(Items from a dataset)
▬▬▬▬▬▬▬▬▬▬
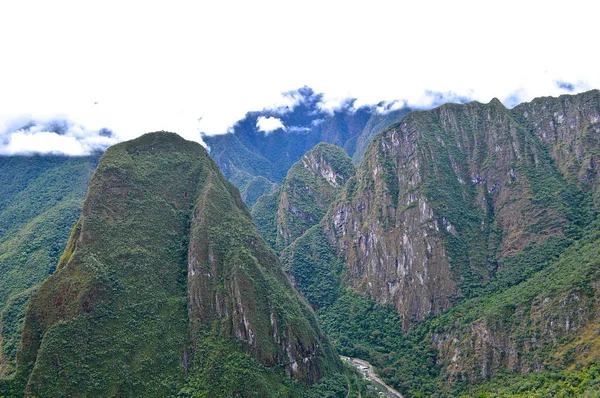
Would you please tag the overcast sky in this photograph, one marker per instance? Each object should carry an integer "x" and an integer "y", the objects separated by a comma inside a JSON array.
[{"x": 144, "y": 66}]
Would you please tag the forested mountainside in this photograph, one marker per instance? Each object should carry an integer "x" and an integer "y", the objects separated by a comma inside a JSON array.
[
  {"x": 255, "y": 160},
  {"x": 309, "y": 188},
  {"x": 40, "y": 200},
  {"x": 165, "y": 287},
  {"x": 461, "y": 257},
  {"x": 465, "y": 248}
]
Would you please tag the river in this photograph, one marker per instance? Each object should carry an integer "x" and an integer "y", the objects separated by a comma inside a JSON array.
[{"x": 366, "y": 369}]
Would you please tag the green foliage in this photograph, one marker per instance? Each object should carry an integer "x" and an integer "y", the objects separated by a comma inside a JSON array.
[
  {"x": 359, "y": 327},
  {"x": 314, "y": 266},
  {"x": 251, "y": 187},
  {"x": 304, "y": 197},
  {"x": 264, "y": 213},
  {"x": 40, "y": 200},
  {"x": 582, "y": 383}
]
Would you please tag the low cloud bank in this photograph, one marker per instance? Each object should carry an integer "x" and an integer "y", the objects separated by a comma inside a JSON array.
[
  {"x": 269, "y": 124},
  {"x": 56, "y": 136}
]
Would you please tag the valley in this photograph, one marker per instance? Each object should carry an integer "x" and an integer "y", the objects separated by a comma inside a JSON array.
[{"x": 445, "y": 252}]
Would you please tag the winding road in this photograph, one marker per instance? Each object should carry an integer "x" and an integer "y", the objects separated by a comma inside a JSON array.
[{"x": 366, "y": 369}]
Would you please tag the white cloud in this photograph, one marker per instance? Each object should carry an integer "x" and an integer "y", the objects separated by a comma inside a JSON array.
[
  {"x": 269, "y": 124},
  {"x": 67, "y": 138},
  {"x": 102, "y": 65}
]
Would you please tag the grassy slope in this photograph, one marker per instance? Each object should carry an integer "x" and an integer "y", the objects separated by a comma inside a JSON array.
[
  {"x": 113, "y": 318},
  {"x": 559, "y": 271},
  {"x": 40, "y": 200}
]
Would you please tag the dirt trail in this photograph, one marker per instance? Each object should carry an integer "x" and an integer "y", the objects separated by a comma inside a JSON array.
[{"x": 367, "y": 370}]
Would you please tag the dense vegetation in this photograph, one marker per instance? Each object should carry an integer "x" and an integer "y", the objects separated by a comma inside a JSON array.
[
  {"x": 517, "y": 227},
  {"x": 248, "y": 153},
  {"x": 509, "y": 197},
  {"x": 40, "y": 201},
  {"x": 304, "y": 197},
  {"x": 166, "y": 289}
]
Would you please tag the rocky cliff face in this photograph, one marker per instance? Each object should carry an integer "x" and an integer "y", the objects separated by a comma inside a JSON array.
[
  {"x": 305, "y": 195},
  {"x": 475, "y": 222},
  {"x": 443, "y": 195},
  {"x": 163, "y": 265}
]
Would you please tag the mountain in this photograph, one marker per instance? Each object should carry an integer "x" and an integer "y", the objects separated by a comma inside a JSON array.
[
  {"x": 310, "y": 186},
  {"x": 165, "y": 288},
  {"x": 40, "y": 200},
  {"x": 452, "y": 239},
  {"x": 248, "y": 155}
]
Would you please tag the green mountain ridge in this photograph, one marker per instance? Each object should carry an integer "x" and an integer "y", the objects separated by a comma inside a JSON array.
[
  {"x": 463, "y": 207},
  {"x": 40, "y": 200},
  {"x": 165, "y": 288},
  {"x": 309, "y": 188},
  {"x": 460, "y": 257}
]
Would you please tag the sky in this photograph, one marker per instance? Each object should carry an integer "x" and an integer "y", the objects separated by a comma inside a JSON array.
[{"x": 193, "y": 66}]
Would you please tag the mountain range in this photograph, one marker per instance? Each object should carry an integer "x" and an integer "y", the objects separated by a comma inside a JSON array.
[{"x": 456, "y": 249}]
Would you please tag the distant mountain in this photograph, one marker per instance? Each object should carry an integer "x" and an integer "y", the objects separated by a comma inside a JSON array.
▬▬▬▬▬▬▬▬▬▬
What should appear is an exact copy of the lines from the one with "Would you please tag the sky" through the end of the entries above, ends included, and no other text.

Would you please tag the sky in this photograph, one marker per instance? Each object should carry an integer "x" and an integer "y", the objects separated by a comma inside a JSON array.
[{"x": 193, "y": 66}]
Would you please tag the mountain range in this photograph, one marker per instance? Each object should carry an integer "x" and an integer "y", the objects separated by a comma inside a JSON array.
[{"x": 456, "y": 249}]
Would you please tag the distant mountain in this photograph, one marker per instance? Each object should carry an integer "x" and an integer "y", the objects separated by a comma inside a JSON array.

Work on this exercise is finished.